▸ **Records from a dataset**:
┏━━
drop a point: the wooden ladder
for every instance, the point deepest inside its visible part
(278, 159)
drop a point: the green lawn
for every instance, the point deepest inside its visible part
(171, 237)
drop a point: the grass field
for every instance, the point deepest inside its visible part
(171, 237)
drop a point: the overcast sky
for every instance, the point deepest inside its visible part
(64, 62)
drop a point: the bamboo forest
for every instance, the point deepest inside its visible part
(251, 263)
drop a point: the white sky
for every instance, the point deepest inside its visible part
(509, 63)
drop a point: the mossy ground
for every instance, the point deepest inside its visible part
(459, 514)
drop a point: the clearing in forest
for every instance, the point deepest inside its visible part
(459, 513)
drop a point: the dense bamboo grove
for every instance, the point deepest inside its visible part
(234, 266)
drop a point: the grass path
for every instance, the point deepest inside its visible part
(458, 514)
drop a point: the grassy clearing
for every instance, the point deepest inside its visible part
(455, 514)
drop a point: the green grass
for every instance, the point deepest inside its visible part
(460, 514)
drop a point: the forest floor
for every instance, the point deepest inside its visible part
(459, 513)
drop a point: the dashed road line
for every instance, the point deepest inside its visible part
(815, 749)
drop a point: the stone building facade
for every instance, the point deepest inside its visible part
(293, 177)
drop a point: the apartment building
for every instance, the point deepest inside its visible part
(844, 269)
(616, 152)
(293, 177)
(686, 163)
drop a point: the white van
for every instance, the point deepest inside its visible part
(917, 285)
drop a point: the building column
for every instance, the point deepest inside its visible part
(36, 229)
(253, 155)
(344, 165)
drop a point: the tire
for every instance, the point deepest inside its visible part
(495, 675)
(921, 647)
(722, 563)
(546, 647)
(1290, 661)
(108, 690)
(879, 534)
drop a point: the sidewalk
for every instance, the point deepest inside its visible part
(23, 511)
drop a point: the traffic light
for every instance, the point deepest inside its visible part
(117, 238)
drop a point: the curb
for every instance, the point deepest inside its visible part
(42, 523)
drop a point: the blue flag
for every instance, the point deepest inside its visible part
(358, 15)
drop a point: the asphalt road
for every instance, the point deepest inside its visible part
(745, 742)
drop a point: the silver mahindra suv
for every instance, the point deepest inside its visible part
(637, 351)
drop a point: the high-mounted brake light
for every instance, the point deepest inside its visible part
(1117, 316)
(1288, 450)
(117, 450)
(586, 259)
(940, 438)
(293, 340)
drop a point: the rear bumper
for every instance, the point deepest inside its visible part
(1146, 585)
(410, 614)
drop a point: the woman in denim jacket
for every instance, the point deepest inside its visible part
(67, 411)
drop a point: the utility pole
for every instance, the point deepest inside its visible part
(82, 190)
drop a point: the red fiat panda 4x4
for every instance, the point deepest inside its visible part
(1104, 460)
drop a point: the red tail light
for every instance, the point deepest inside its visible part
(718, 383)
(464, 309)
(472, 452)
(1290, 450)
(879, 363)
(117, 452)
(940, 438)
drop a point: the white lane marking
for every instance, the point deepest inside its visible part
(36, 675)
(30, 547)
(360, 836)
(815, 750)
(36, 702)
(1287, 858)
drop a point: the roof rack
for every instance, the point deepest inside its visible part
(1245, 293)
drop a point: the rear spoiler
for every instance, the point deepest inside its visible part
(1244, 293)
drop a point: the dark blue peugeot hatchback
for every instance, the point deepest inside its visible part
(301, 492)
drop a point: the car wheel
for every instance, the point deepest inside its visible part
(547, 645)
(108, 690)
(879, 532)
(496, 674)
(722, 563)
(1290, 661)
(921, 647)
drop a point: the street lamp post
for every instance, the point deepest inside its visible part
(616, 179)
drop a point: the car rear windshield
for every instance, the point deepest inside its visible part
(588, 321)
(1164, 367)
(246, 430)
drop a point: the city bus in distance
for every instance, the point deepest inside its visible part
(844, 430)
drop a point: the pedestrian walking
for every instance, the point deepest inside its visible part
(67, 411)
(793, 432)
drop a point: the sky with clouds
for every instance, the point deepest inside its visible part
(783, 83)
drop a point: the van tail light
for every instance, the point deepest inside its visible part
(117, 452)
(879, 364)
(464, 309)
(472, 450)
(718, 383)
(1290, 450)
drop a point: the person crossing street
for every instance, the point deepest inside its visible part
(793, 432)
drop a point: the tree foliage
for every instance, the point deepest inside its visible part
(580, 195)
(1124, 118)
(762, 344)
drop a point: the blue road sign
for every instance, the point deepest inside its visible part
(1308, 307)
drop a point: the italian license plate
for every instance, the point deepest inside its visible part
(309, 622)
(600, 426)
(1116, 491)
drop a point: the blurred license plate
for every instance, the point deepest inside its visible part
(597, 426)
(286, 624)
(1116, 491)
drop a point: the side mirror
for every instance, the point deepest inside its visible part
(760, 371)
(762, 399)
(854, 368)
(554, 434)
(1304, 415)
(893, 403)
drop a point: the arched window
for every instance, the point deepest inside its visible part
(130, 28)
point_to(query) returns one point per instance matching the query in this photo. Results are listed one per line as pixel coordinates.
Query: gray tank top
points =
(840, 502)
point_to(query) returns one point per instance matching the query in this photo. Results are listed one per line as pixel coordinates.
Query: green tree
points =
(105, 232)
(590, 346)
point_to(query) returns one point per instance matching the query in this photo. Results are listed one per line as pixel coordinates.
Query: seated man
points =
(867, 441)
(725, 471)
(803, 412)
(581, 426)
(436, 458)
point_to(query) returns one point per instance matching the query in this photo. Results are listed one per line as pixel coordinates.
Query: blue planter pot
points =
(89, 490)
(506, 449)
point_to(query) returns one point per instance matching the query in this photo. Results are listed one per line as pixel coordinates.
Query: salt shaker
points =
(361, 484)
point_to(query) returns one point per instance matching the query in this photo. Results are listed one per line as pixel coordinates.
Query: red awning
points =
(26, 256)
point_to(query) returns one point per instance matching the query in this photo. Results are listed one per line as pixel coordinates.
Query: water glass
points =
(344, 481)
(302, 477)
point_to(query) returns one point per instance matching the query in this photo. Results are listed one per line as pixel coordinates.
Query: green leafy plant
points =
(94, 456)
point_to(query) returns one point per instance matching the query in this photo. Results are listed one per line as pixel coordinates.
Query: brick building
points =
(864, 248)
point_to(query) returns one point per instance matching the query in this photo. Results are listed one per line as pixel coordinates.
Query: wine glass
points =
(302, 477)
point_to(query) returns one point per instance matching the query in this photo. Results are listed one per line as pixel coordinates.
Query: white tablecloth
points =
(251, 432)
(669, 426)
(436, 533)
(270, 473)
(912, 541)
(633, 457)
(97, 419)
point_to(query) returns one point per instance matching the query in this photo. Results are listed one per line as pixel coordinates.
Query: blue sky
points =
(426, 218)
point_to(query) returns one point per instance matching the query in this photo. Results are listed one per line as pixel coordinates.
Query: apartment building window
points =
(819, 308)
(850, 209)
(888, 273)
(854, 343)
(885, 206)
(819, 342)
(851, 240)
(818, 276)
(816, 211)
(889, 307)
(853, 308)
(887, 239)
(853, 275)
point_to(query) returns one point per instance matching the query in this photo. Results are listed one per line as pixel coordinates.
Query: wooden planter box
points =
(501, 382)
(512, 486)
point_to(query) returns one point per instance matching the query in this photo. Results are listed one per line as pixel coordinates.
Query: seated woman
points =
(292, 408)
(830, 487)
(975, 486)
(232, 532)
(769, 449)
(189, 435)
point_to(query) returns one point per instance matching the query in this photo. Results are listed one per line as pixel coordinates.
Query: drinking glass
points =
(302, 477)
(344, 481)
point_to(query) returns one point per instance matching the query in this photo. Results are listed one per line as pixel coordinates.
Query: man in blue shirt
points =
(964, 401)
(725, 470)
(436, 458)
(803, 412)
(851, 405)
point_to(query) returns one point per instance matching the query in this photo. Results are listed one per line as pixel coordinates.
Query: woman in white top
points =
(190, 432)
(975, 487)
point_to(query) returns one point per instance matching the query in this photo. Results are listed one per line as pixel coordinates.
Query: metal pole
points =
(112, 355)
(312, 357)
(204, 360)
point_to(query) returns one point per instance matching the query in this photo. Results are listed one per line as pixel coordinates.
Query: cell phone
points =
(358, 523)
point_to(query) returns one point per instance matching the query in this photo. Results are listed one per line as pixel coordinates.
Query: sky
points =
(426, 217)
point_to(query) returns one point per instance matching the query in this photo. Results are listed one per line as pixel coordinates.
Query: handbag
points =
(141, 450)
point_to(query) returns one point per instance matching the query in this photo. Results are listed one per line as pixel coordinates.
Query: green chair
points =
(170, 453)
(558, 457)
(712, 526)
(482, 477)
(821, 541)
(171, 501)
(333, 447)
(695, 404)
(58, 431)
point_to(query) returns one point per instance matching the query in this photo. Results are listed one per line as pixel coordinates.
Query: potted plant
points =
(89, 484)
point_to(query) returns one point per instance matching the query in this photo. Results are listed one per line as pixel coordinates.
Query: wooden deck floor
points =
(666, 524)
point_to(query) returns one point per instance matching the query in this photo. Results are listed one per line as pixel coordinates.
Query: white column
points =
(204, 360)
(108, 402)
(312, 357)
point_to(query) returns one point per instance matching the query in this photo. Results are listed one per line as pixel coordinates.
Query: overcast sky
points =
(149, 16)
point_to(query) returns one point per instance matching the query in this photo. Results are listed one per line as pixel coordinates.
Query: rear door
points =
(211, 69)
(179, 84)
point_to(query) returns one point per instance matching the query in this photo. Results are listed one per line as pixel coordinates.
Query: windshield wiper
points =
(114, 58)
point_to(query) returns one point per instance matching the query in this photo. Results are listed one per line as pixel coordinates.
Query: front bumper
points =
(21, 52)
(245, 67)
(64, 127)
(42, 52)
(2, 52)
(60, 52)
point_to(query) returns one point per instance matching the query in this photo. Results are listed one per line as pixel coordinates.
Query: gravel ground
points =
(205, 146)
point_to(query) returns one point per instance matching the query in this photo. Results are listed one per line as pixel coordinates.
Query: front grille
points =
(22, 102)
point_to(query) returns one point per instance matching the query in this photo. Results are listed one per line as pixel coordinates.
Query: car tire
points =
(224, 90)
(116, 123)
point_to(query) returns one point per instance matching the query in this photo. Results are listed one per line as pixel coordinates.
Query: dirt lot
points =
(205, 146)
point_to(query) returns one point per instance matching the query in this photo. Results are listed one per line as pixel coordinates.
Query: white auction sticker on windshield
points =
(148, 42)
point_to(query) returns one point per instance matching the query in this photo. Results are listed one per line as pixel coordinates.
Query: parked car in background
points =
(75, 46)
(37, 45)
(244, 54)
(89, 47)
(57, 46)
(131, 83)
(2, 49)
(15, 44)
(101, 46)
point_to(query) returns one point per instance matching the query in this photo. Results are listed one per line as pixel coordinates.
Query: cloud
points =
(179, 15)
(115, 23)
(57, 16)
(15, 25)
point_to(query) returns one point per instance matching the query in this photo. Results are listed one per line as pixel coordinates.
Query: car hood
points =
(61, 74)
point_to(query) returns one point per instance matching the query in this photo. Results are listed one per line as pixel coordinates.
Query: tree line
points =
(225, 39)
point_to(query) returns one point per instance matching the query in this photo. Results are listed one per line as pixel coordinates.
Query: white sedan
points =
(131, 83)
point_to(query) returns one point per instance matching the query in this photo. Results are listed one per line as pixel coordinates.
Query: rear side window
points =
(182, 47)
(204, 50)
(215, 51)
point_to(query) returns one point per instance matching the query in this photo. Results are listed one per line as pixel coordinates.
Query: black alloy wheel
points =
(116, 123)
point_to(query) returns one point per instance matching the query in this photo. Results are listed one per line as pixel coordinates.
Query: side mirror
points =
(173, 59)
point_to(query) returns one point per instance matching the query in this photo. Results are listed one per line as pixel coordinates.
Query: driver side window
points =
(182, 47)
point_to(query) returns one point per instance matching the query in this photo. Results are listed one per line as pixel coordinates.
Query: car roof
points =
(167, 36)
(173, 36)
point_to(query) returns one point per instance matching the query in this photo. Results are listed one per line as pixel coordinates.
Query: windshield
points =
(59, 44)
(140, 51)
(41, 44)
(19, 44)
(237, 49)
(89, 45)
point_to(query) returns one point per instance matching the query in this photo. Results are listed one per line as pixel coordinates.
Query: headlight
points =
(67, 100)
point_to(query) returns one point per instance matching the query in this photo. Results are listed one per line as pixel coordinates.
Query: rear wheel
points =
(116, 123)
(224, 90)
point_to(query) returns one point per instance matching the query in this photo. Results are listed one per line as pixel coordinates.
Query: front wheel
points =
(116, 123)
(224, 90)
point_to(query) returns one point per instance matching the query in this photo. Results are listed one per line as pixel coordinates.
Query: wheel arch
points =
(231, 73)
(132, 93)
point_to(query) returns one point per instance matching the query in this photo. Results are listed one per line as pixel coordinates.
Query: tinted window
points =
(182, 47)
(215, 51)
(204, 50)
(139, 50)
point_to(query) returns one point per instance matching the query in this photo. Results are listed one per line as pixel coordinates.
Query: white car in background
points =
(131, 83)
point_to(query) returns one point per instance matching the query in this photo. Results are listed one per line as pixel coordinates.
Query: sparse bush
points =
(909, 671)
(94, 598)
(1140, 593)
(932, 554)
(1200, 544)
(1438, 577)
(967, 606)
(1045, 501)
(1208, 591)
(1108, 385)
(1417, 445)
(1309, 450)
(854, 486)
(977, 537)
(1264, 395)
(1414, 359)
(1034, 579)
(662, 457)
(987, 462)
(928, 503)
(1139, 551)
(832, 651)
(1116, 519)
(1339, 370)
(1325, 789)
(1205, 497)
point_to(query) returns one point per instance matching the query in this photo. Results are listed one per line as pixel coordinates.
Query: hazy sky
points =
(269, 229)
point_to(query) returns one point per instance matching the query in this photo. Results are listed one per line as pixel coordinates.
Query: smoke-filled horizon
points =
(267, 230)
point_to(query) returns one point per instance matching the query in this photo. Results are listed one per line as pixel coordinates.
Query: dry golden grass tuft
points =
┗━━
▸ **EXERCISE GOAL**:
If a line comes after the one that contains "drop a point: the forest floor", leave it out; return every line of the entries up to that point exactly, starting with the first, with that line included.

▸ **WRITTEN SOLUTION**:
drop a point: the wooden ladder
for every instance, the point deepest inside its visible part
(278, 159)
drop a point: the green lawn
for every instance, the point deepest inside its visible part
(171, 237)
drop a point: the grass field
for every instance, the point deepest inside its visible part
(171, 237)
drop a point: the overcast sky
for every instance, the point deepest inside its visible part
(64, 62)
drop a point: the bamboo forest
for every instance, the point deepest inside its visible part
(251, 263)
drop a point: the white sky
for every instance, the point deepest inside its visible part
(509, 63)
drop a point: the mossy ground
for every instance, the point deepest inside its visible part
(459, 514)
drop a point: the clearing in forest
for every instance, the point deepest inside its visible part
(459, 513)
drop a point: the dense bamboo grove
for every instance, the point deepest inside its visible part
(234, 266)
drop a point: the grass path
for every instance, the point deepest inside its visible part
(458, 514)
drop a point: the grassy clearing
for every instance, the point deepest inside its visible part
(455, 514)
drop a point: the green grass
for every instance, the point deepest inside its visible part
(460, 514)
drop a point: the forest floor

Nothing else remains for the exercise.